(REQUEST 1):
In the article on art and technology at Art Basel, rewrite the passage from "During my time" up to and including "the work overnight.", swapping "provenance" for "authenticity".
(REQUEST 2):
Using the article on art and technology at Art Basel, answer these questions:
(a) What company did Vitomir Jevremović found?
(b) What positions did Nanne Dekking previously hold at Sotheby's?
(c) Which work is named as the subject of a recent provenance controversy?

(DOCUMENT EXCERPT):
During Art Basel in June, a dealer said to me in private: “data is money.” In my numerous conversations with galleries, artists and curators during the world’s flagship art fair, I quickly realized this had been a commonplace thesis.

Data, in this case, is a wide term: all types of it, including vídeo, sound and voice recordings, as well as high-resolution images need to be preserved in order to create value for the related pieces of art.

Traditional art was used to create objects of art. Modern art creates information about the events of art. (Boris Groys, “In the flow”)

Elena Zavelev, founder and CEO of New Art Academy and organizer of an Art+Tech+Blockchain conference that took place during Art Basel, touched in our conversation on the importance of emerging technologies like VR. “Sylvain Levy’s collection, for example, consists mainly of the large scale works that require special arrangements to be viewed in person. VR is a graceful solution to this.”

One VR company I met at Art Basel drove this point home. Vitomir Jevremović, founder and CEO of VR-All-Art, told me that they are now working hand in hand with museums from all over the world to provide fully augmented virtual reality experiences for collections and rooms. So, for example, if you are unable to visit in person the Giza Pyramids in Egypt, Jevremović’s company is now making it easy to experience the intensity of King Tut’s tomb in fully augmented VR. Through a special surface scanner developed in-house able digitalize artworks, the company has already created a VR of the National Museum of Serbia, including paintings and wall texts.

According to Nanne Dekking, a founder and CEO of Artory, a company that provides innovative blockchain solutions for buying and selling art and who had previously served as Sotheby’s Vice Chairman and Worldwide Head of Private Sales, innovative technological solutions are needed today to bring up levels of confidence to the market.

During my time at Art Basel, provenance was an issue I heard repeated time and again. Though provenance is relatively easy to establish for newer works of contemporary art, it remains difficult for categorizing works of art that are years, decades or even centuries old. Case in point being the recent controversy surrounding the Salvator Mundi, which is presently undergoing a provenance controversy among experts (whether it was made by Da Vinci or his workshop), that could eventually see hundreds of millions of dollars taken off the value of the work overnight.

Saved entries:
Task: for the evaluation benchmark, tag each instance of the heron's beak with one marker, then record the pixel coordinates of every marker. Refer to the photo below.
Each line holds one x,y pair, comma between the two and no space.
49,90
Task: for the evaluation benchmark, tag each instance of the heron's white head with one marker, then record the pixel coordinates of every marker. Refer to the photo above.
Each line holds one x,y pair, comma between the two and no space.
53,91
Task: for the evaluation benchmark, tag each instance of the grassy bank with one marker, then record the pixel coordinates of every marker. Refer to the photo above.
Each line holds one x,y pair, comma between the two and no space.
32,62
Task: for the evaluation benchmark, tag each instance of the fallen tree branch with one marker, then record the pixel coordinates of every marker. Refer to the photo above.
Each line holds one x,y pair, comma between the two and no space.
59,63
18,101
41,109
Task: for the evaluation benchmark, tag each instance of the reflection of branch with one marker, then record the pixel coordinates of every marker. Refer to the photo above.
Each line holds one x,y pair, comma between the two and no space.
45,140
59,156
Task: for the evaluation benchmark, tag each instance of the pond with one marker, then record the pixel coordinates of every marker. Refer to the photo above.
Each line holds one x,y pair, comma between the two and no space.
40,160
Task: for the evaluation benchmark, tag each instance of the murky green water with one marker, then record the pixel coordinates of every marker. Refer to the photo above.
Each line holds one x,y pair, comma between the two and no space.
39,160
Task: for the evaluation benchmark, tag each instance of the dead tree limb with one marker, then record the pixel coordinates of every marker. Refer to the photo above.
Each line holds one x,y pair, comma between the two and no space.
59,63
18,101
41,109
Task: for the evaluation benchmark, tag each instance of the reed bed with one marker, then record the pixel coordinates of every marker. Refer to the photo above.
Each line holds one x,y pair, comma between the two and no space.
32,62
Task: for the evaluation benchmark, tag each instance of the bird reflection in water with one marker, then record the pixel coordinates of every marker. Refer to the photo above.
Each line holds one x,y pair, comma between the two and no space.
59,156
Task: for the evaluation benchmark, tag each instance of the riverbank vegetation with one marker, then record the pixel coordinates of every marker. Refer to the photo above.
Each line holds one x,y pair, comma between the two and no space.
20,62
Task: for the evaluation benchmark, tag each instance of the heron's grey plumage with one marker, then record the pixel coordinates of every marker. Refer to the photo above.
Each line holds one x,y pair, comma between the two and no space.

(FINAL ANSWER 1):
During my time at Art Basel, authenticity was an issue I heard repeated time and again. Though authenticity is relatively easy to establish for newer works of contemporary art, it remains difficult for categorizing works of art that are years, decades or even centuries old. Case in point being the recent controversy surrounding the Salvator Mundi, which is presently undergoing a authenticity controversy among experts (whether it was made by Da Vinci or his workshop), that could eventually see hundreds of millions of dollars taken off the value of the work overnight.

(FINAL ANSWER 2):
(a) VR-All-Art
(b) Vice Chairman and Worldwide Head of Private Sales
(c) The Salvator Mundi